**Tasks to complete:**
1 – In the news report on the Sharm al-Sheikh bombings, how many arrests did security sources say had been made by Sunday?
2 – List every city, town, or resort named in the news report on the Sharm al-Sheikh bombings. Leave out countries and regions.
3 – Carry on the news report on the Sharm al-Sheikh bombings from the point where it stops.

Egypt blasts: 14 still missing
2005-07-24 16:35
Cairo - Fourteen people remained unaccounted for on Sunday following the devastating bombings at Egypt's Sharm al-Sheikh resort, officials confirmed - while security sources said the number of arrests made had risen to 87.
The men were picked up in the streets and at their homes in and around al-Arish, 380 kilometres northeast of Cairo on the northern coast of the Sinai Peninsula. They were not charged, sources said.
The area had also been the site of extensive roundups following the October 2004 explosions in Taba, also in Sinai. The trial of three suspects of those bombings meanwhile resumed in Ismailia.
The roundups followed comments by Egypt's interior minister Saturday that he did not rule out a connection between the Sharm al-Sheikh incidents and those in and near Taba last year.
Unaccounted for
Ministry of Tourism spokesperson Hala el-Khatib earlier said 14 persons remained unaccounted for according to a count taken at the resort's hotels.
Minister of Health Mohammed Awwad Tageldin meanwhile insisted the number killed was 63 and not 88 as reported by some media.

**Data extract:**
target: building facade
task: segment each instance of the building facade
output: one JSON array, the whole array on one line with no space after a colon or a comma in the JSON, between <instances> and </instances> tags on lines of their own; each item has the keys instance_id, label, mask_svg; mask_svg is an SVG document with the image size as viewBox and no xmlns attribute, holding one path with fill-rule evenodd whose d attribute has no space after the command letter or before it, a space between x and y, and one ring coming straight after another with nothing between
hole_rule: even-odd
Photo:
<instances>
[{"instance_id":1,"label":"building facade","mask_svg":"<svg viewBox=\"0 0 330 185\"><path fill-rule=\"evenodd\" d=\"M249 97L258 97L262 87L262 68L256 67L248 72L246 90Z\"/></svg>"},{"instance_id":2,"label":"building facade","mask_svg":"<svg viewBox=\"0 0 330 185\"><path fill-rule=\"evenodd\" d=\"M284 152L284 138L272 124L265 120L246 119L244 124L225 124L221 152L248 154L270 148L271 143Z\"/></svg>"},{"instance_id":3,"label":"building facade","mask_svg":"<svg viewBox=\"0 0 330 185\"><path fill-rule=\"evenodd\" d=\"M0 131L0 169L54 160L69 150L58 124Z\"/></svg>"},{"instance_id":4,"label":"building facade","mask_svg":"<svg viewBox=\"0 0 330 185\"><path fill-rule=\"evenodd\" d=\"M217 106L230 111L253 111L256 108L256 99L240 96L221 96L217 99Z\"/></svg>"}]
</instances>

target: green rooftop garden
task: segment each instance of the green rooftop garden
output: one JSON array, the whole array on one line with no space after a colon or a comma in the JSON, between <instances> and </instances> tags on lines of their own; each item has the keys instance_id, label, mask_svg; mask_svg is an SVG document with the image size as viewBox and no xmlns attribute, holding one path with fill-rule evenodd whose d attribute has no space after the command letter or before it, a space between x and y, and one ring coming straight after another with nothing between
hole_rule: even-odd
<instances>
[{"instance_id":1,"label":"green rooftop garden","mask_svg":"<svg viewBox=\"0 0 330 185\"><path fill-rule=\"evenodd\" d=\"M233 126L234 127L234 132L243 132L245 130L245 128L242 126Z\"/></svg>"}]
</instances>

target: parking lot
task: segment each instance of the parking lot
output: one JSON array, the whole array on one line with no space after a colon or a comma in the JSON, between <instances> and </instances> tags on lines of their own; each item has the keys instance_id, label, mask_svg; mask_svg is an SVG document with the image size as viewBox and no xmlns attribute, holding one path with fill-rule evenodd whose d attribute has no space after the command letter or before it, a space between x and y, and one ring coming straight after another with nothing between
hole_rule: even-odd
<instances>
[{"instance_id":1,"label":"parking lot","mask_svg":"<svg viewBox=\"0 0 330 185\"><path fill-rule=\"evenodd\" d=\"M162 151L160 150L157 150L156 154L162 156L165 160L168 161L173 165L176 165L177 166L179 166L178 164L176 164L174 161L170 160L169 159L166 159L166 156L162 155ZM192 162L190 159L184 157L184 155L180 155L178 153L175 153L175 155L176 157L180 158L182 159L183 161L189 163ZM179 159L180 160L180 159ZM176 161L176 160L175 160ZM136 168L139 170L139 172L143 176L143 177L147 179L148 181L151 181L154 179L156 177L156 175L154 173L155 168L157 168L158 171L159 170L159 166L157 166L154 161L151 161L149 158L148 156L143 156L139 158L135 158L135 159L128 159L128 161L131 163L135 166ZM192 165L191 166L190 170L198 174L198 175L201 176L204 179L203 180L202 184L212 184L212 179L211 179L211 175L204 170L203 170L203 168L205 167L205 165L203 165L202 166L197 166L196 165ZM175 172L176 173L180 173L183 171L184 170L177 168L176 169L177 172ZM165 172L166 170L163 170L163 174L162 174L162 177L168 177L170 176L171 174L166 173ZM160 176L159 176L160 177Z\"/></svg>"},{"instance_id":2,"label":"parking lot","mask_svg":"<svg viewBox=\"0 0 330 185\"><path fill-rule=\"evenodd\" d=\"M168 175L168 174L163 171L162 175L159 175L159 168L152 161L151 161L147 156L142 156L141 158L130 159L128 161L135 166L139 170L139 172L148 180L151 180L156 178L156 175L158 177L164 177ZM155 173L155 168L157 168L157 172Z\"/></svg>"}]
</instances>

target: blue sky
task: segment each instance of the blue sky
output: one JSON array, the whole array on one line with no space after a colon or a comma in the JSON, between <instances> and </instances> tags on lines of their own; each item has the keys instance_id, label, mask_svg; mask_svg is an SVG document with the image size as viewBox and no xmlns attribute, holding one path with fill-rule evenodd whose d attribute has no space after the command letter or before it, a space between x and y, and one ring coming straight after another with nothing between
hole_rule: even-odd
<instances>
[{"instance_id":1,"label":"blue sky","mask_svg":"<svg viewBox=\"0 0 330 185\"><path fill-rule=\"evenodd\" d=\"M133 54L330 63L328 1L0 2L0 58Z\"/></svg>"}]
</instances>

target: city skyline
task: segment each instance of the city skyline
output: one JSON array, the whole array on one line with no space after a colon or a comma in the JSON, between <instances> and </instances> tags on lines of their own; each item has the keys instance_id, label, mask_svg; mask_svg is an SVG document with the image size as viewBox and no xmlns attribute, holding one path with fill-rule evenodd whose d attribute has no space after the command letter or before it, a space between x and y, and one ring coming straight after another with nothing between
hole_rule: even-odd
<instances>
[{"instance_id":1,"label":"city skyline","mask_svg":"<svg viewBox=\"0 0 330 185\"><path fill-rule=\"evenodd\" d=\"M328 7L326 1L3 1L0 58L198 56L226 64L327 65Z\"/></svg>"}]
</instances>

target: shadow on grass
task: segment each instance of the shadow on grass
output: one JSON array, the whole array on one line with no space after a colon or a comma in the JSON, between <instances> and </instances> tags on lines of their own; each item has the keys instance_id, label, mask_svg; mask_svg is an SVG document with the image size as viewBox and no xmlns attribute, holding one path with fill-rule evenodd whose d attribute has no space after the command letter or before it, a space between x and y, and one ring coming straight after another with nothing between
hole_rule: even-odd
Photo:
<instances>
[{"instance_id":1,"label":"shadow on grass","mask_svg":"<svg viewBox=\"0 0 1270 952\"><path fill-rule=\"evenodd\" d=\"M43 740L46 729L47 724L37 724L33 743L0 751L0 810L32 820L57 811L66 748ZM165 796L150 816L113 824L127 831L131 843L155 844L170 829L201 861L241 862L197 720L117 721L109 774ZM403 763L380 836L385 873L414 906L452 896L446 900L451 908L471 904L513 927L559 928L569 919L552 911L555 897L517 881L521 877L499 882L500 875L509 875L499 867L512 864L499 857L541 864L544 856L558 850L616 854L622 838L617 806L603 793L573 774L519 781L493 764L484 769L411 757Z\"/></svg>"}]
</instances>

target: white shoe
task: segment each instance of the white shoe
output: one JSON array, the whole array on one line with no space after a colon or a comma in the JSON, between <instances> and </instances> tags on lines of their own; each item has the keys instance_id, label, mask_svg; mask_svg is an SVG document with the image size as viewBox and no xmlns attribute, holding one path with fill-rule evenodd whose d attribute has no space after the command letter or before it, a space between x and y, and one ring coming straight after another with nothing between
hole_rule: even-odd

**Expected results:**
1 – 87

2 – Cairo, Sharm al-Sheikh, al-Arish, Taba, Ismailia

3 –
He was speaking at Cairo airport on returning from Sharm al-Sheikh where he was following up on the condition of what he said were the 66 injured remaining in hospital for treatment.
There have been ongoing discrepancies in the casualty figures. Hospital sources had earlier put the number of dead at 88, while the prime minister's office put it at 75.
Foreigners
Tourism Ministry spokesperson el-Khatib said 34 bodies had not been identified, and some may be foreigners.
El-Khatib had earlier confirmed that a Czech and an Italian were among the dead, who were mostly local people. Saeed Abdel Fattah, manager of Sharm al-Sheikh international hospital, was quoted as stating that two Britons were also killed.
Many tourists were making their way back to the mainly western European homelands as quickly as possible on Sunday - but many were also insisting on staying in a spirit of defiance to terrorism.
As the clearing-up operation continued amid the devastation, investigators were probing just how the blasts were triggered within minutes of each other shortly after 01:00 on Saturday.
Witnesses said that in the worst attack, a bomber rammed his car into the Ghazala Gardens Hotel. A few hundred metres away, a bomb went off in a car park near the Moevenpick Hotel. In the Old Market area, the blast ripped through a popular street cafe.
From November 1997 through October 2004, Egypt was free of terrorist incidents. The Taba blasts along the border with Israel ended the quiet period and killed several Israelis.